## THE REQUEST:
Collect every line of the entries below that contains the word "tree", treating uppercase and lowercase as different. Copy each matching line in full.

## DATASET EXTRACT:
>> Start

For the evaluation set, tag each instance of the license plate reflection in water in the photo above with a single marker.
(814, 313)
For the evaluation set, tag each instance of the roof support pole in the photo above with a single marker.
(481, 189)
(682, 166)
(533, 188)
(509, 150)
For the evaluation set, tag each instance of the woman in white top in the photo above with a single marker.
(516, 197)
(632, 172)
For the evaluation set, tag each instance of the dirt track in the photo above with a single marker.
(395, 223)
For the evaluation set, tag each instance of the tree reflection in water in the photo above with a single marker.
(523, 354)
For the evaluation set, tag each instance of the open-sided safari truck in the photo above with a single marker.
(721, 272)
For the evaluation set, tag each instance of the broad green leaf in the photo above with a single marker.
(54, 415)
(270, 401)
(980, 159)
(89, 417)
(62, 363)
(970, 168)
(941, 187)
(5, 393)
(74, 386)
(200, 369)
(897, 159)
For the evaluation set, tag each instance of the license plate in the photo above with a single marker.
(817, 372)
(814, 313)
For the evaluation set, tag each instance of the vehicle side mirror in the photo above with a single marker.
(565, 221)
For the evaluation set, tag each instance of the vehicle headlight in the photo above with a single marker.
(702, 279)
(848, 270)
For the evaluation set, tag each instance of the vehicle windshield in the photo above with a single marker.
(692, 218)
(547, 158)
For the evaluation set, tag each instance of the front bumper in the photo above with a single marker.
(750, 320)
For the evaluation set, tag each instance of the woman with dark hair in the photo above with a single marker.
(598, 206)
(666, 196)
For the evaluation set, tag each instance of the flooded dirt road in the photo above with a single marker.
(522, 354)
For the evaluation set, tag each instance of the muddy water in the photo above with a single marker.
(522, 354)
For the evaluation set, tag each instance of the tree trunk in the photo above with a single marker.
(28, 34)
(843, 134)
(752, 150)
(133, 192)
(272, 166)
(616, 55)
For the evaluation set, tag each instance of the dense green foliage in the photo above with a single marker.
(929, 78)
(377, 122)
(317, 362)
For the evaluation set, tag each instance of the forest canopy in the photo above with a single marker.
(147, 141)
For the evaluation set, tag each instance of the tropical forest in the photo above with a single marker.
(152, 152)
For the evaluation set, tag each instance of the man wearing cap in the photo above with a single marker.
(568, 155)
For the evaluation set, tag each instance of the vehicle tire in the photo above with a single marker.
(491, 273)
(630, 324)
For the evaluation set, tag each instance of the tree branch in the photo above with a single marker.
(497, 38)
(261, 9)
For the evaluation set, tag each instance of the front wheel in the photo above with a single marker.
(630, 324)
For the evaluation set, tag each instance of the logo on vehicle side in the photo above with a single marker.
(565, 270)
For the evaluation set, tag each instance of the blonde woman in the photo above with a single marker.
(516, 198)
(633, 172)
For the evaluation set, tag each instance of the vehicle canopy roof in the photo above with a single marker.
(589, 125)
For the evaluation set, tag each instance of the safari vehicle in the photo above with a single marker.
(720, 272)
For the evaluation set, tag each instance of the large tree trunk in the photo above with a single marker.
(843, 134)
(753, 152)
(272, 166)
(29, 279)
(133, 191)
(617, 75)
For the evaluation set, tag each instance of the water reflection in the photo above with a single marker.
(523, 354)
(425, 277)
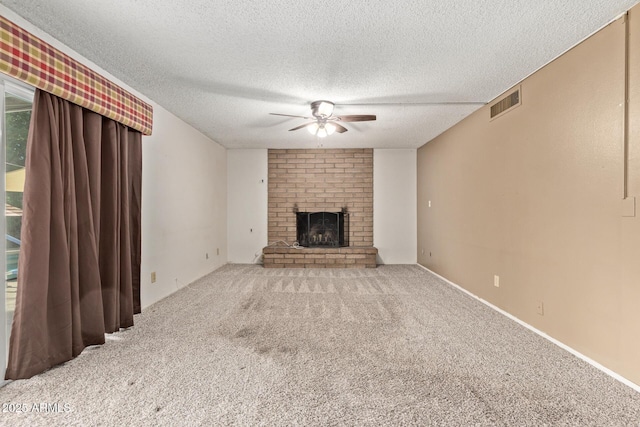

>> End

## ANSWER IN FULL:
For the evaluation set, tag each instance of the tree reflection in water in the photo above with a single marker.
For the evaluation set, tag each instance of the tree trunk in the photo above with a single marker.
For the evaluation set, tag each instance of the tree branch in the photo above with a single marker.
For the evaluation set, tag each instance of the large tree trunk in the photo above with a single marker.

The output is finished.